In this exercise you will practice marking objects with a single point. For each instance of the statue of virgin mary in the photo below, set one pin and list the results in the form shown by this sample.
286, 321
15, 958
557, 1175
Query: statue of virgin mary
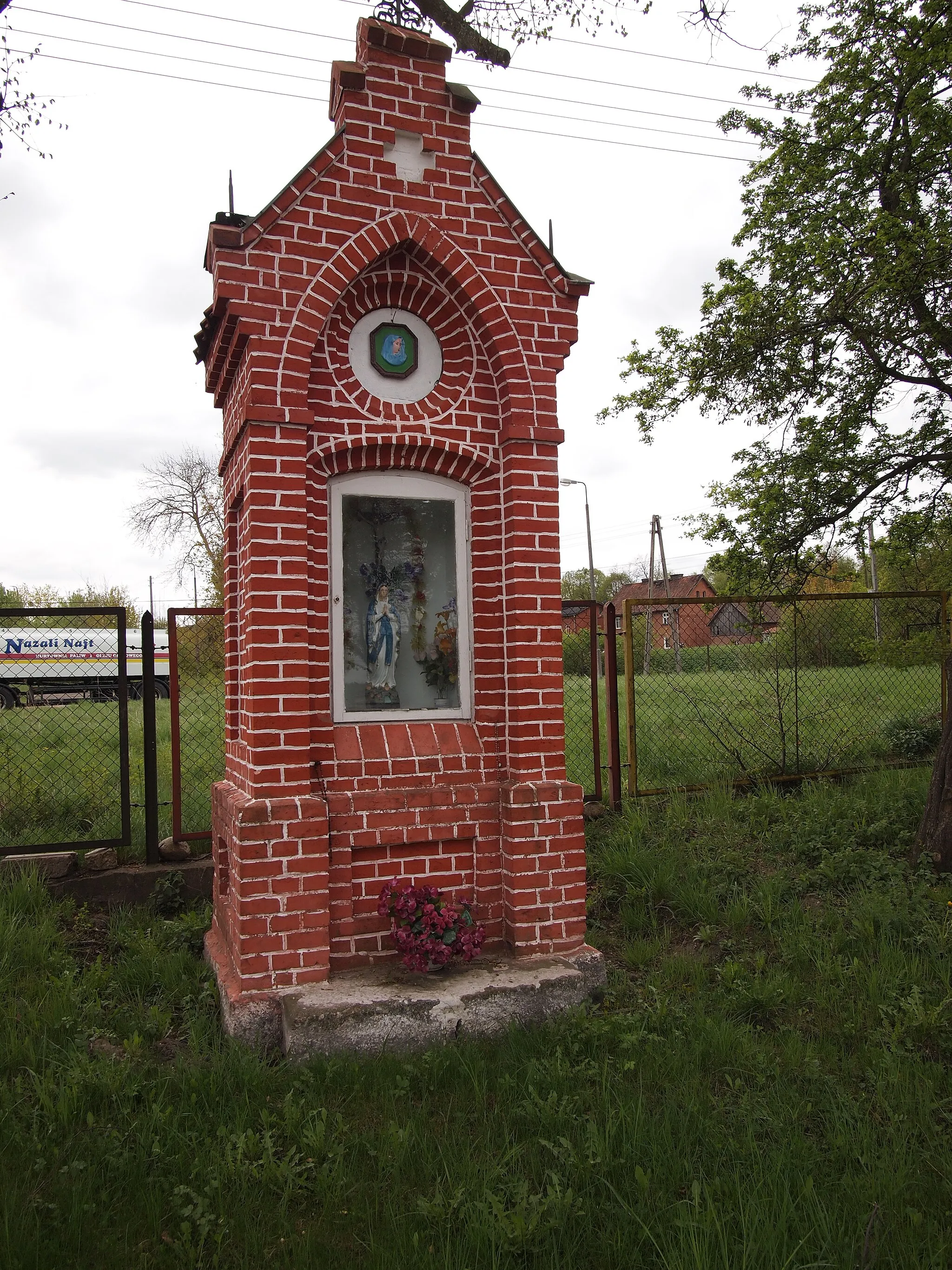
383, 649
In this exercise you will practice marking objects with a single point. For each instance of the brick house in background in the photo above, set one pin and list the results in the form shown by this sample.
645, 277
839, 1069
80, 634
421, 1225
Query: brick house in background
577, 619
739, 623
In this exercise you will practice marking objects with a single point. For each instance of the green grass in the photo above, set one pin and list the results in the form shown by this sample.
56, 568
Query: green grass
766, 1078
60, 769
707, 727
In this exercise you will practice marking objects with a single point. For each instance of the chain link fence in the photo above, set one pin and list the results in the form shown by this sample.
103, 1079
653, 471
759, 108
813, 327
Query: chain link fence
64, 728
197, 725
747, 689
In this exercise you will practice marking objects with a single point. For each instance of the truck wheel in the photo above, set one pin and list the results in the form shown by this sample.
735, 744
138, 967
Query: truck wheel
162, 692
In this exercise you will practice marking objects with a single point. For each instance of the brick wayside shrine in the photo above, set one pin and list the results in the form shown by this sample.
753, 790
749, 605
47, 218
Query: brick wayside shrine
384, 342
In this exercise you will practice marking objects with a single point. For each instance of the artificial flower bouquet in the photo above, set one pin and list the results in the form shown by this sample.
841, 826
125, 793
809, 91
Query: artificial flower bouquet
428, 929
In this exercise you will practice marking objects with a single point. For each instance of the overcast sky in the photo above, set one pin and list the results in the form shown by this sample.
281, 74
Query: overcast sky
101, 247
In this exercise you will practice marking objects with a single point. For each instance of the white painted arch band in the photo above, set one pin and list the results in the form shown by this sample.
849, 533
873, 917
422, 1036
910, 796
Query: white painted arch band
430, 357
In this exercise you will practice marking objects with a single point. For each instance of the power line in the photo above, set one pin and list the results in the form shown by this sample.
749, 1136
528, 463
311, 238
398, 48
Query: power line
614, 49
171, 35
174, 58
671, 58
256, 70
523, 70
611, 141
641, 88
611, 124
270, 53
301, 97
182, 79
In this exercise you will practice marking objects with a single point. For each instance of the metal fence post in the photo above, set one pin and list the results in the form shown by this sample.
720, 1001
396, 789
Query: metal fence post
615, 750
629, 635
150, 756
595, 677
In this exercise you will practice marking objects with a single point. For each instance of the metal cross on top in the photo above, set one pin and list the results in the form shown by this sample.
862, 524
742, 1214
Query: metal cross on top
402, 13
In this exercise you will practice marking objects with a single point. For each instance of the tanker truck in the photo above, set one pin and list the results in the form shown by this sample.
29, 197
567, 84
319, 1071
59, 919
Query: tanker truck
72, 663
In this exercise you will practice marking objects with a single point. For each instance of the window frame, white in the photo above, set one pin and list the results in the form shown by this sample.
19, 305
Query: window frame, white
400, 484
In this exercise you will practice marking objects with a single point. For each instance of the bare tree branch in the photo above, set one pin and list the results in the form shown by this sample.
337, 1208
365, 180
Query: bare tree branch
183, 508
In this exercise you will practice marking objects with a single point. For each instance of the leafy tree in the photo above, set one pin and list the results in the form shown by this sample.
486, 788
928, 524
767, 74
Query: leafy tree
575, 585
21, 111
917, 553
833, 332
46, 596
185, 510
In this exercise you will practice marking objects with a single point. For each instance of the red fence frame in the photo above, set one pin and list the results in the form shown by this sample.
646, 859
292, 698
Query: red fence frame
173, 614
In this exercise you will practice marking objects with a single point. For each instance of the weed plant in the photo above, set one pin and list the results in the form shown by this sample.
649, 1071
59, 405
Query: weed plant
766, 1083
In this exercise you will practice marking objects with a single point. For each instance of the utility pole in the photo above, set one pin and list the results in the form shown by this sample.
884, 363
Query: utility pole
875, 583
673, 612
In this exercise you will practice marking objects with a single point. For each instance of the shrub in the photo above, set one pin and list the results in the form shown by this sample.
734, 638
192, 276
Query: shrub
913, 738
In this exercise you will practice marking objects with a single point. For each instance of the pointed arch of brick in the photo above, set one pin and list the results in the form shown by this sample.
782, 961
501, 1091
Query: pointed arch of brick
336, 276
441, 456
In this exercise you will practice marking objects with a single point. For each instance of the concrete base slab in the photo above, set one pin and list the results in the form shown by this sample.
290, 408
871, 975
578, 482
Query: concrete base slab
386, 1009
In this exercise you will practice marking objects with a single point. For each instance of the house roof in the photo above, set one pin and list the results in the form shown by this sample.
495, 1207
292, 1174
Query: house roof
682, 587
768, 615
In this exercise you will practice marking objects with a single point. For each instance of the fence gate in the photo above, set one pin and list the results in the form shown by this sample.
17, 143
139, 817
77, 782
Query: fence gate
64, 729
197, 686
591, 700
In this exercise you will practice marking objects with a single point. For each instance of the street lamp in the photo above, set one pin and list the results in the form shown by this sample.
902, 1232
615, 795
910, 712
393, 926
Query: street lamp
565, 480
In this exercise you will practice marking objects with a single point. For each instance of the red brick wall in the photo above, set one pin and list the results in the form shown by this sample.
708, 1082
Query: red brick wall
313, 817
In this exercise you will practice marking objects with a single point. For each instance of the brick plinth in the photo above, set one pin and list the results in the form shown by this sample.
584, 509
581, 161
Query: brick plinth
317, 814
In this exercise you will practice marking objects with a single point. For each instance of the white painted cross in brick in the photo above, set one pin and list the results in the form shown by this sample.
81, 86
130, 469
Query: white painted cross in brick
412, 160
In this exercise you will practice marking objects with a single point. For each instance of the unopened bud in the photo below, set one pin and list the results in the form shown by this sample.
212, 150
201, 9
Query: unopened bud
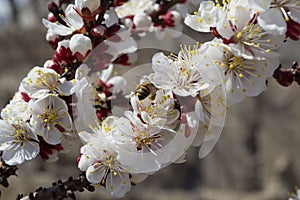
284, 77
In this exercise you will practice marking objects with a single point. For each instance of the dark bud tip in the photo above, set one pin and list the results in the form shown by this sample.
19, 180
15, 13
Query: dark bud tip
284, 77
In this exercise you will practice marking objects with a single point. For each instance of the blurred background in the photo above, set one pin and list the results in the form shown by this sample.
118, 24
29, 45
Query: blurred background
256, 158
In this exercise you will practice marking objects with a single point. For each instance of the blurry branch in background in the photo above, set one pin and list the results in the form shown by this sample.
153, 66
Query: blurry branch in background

* [WHAT YOU WILL DO] Write out the records above exactly. Pictures do not belong in the copy.

* [WRITTEN ANSWER]
In this exercise you will practice marking objects with a single point. For each instance of the statue of virgin mary in the photo below, set one pin and list the results in the form shown by this sample.
286, 321
15, 958
557, 1175
Query: statue of virgin mary
383, 649
In this exercise you will practice marking objects with a single point. For each instance of the brick house in background in the photo above, set one pin and list the results in the form shown by this sample.
645, 277
839, 1069
80, 634
421, 1225
Query: brick house in background
577, 619
739, 623
In this exercise you will practice marking objects with a single point. For each instance of the green grass in the photo above, set one pin and list the results in the form shown by this sample.
56, 568
Query: green grass
766, 1078
60, 769
707, 727
In this exercise you will practice marking objects with a single point. For each instance of the chain link fence in the photo above, set one pin and list the results in the form shown by this sample.
103, 1079
653, 471
759, 108
813, 327
Query: chain link fence
64, 728
197, 725
747, 689
In this exercise you will practice marking objects with a single point. For each instance of the truck wheel in the photo above, set one pin and list the results in the form shown by this sample.
735, 744
138, 967
Query: truck wheel
162, 692
In this exercise you will practice marking objects with a single point. For each instance of the brick wayside shrine in the photo above, set one pin and list the results in the form shown by this sample.
753, 790
749, 605
47, 218
Query: brick wayside shrine
384, 342
In this exercise you will practice marking objects with a single point. For each instance of the artificial flower bouquet in the photo above, set one pin and list the results in the form shown by this sample.
841, 826
125, 793
809, 91
Query: artificial flower bouquet
428, 929
In this exercise you will practice marking objects with a single point. For each instance of the overcast sky in the photo above, set one pin and list the results in the form shown by this sample.
281, 74
Query: overcast sky
101, 247
In this exercise you will practice marking objects with a single point. For each instance of the white painted arch band in the photo above, set one pin and list the results in the form shown by this sample.
849, 533
873, 917
422, 1036
910, 796
Query: white painted arch band
430, 357
In this exercise you will practice marking objects with a single point. For each instance of the power line in the photo above, set one pin and list the results in the form shown by this sample.
749, 1136
528, 463
311, 238
398, 48
Query: power line
614, 49
171, 35
174, 58
671, 58
256, 70
523, 70
611, 141
641, 88
611, 124
270, 53
301, 97
182, 79
In this exercise you will practice marking objects with a single point. For each instance of the metal fence post in the photo above, set one pin and list the results in the form shown by this sample.
720, 1001
396, 789
Query: metal fence post
615, 750
629, 635
150, 756
595, 677
In this exercise you will practice marking objects with a single point. For each instance of the metal cross on top in the photo above, set one pin and list the results in the form shown by this sample.
862, 524
742, 1214
Query: metal cross on top
402, 13
In this exercise you will practice marking objects with a single point. For each instance of the tanker truck in the photo above, set one pin and list the results in the form shown by this sample.
29, 197
567, 84
319, 1071
59, 919
Query: tanker truck
72, 663
In this exercise you will practice marking objects with a single point. For each instance of the window frame, white in the photo above, set one pin and list the results in the form shown by this sample.
19, 305
Query: window frame, white
400, 484
In this exercise you will practice marking objects with a single point. For each instance of the bare tree branch in the photo above, set one pin and list the results in the form shown by this sample.
337, 1208
365, 180
Query: bare tree branch
183, 508
In this exercise you will practice marking objects with a single point. For each instance of the leafy tree in the photo above, set one pin and list the results in the form shown by this sample.
486, 788
928, 524
767, 74
Query: leafy tree
575, 585
21, 111
917, 553
833, 332
46, 596
185, 510
In this exercise you will practice marking objects with a single point. For each instance of the red fence frame in the photo above, set one pin and list the results in the form shown by this sample.
646, 859
292, 698
Query: red fence frame
173, 614
In this exercise you will practice marking objects with a single point. For each instance of the weed plant in the photo above, set one pin and list the results in the form shown by this sample.
649, 1071
59, 405
Query: weed plant
766, 1083
In this exercise you will practice marking objects with a single point. For each instance of the utility pole in the photo above, set one pin and list the results in the form shown by this sample.
884, 363
Query: utility pole
875, 583
673, 612
In this exercise you will practice marking objects with a single point. For each instance of the shrub in the photo above, set one pin and list the results in the form shown by this sample.
734, 638
192, 276
Query: shrub
913, 738
In this exercise you will practice marking objects with a single point. For each instance of the pointed arch of brick in the photo above, set one pin and list the results in the form shown by this sample.
782, 961
501, 1091
Query: pointed arch of brick
336, 276
441, 456
In this exercise you will practice marking objects with a single point. For each instance of the concrete base slab in the photo above, set one pin and list the results in the form shown by this sample.
290, 408
871, 975
578, 482
Query: concrete base slab
386, 1009
In this exercise you will practice marking objects with a single point. For each instance of the house roof in the photo above, set one pin and list the results in the form shown by this sample.
495, 1207
292, 1174
Query: house roof
682, 587
768, 615
In this exercise you will practice marking objects with a single point. For each instance of the fence gate in the photo above, set one pin and list the results in the form shown by this sample.
17, 143
139, 817
77, 782
Query: fence gate
64, 729
197, 686
591, 700
In this exercise you will practice marking objects with a single point. For each instance of the street lamp in the photo above, set one pin and list the results in the form shown by this sample.
902, 1232
615, 795
910, 712
393, 926
Query: street lamp
565, 480
In this exercise you will practice marking objects with a single point. For each instance of the red brick wall in the photo above, set one pin and list the results in the form shown by this sample.
708, 1082
Query: red brick wall
313, 817
In this exercise you will practice marking objects with a single point. For each instance of the brick plinth in the photo above, set one pin and list the results in the form shown by this sample.
584, 509
581, 161
Query: brick plinth
317, 814
In this exercise you will practice marking objects with a single point. For each instance of the white painted cross in brick in the photo above, set one pin and list the results in the form shown by this sample.
81, 86
130, 469
Query: white painted cross in brick
412, 160
In this exercise you will practice marking objects with a single point. For each instance of the unopened bud in the photo below, set one pin and list the results in the form shown by this sample.
212, 150
201, 9
Query: unopened bud
284, 77
In this exercise you will practice marking objects with a single point. For each instance of the dark bud tip in the photo above, set one pin and list the results in the form shown by this sample.
19, 180
15, 13
Query: dark bud tip
284, 77
In this exercise you will practice marking objects with a single point. For each instance of the blurred background in the photo above, set one pin and list the results in the form shown by this sample.
118, 24
29, 45
Query: blurred background
256, 158
In this exercise you will practice marking objects with a single point. For each instance of the blurry branch in background in the photo above, set one pin and list the results in the form shown by this sample.
153, 66
Query: blurry branch in background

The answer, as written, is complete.